+++ Data for this task +++
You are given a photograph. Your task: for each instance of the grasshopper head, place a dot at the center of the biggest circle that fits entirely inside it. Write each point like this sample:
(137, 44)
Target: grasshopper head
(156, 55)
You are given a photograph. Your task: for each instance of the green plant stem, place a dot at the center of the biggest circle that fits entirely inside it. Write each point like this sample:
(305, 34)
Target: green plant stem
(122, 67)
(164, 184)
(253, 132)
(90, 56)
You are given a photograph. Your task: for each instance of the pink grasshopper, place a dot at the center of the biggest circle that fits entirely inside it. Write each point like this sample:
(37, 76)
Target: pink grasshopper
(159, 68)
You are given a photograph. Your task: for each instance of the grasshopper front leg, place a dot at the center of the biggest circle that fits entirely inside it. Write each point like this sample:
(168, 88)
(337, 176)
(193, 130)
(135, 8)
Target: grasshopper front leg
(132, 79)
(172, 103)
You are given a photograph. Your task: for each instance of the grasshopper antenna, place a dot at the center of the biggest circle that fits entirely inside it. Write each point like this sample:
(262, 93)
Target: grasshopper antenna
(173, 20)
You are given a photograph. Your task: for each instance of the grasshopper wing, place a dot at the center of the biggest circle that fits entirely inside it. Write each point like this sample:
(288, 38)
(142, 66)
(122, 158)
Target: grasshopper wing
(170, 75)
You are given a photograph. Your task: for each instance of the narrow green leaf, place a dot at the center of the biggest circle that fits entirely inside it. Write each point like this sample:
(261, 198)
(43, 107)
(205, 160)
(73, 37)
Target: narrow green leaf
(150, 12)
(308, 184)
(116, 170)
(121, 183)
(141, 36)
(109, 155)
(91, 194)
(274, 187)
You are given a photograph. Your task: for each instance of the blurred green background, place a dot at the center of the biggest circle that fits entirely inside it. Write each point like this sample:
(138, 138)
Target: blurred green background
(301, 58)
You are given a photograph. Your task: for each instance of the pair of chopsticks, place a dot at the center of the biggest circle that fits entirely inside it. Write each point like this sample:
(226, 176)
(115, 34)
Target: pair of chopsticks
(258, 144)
+++
◆ **Set exercise**: Output the full listing without altering anything.

◆ **Finished exercise**:
You are given a photograph. Your task: for each instance of the grasshopper head, place a dot at the center of the biggest circle that fits entirely inside it. Write each point like this sample:
(137, 44)
Target: grasshopper head
(156, 55)
You are given a photograph. Your task: for each instance of the green plant stem, place a dot at the center of the biggest circle that fits entirely inside it. Write each point like this sample:
(305, 34)
Target: green plant stem
(122, 67)
(164, 184)
(253, 132)
(90, 56)
You are given a photograph. Your task: for each instance of the pink grasshopper, place a dot at the center of the biggest circle that fits entirely inside it. Write each point like this sample:
(37, 76)
Target: pink grasshopper
(159, 68)
You are given a photograph. Your task: for each instance of the grasshopper front leg, place a dot at the center of the biggest circle that fits entirely inside it. Write each point like this sample:
(168, 88)
(337, 176)
(193, 130)
(135, 8)
Target: grasshopper front leg
(132, 79)
(172, 103)
You are given a photograph. Your task: for each instance of the grasshopper antenna, place a dot at the center of the biggest circle that fits entirely inside it. Write each point like this sample:
(262, 93)
Target: grasshopper antenna
(173, 20)
You are given a photograph. Your task: for each instance of the grasshopper wing, place a dot at the center of the biggest circle that fits entirely inside it. Write each point like this sample:
(288, 38)
(142, 66)
(122, 158)
Target: grasshopper wing
(170, 75)
You are given a photograph. Your task: for each instance of the narrow green leaf, place a dot at the center of the biggest circle that fits entirely inside it. Write each point like this sample:
(261, 198)
(43, 107)
(205, 160)
(73, 37)
Target: narrow green leaf
(150, 12)
(308, 184)
(116, 170)
(121, 183)
(141, 36)
(109, 155)
(91, 194)
(274, 187)
You are given a photograph. Your task: for each instance of the blurred green background, place a dot at the center of the biggest circle that fits entirely inside it. Write each point like this sample:
(138, 138)
Target: blurred green background
(301, 58)
You are given a photograph. Your task: for each instance of the pair of chopsticks, place a dot at the center of the biggest circle that fits entirely inside it. Write each point like this sample:
(226, 176)
(115, 34)
Target: pair of chopsticks
(258, 144)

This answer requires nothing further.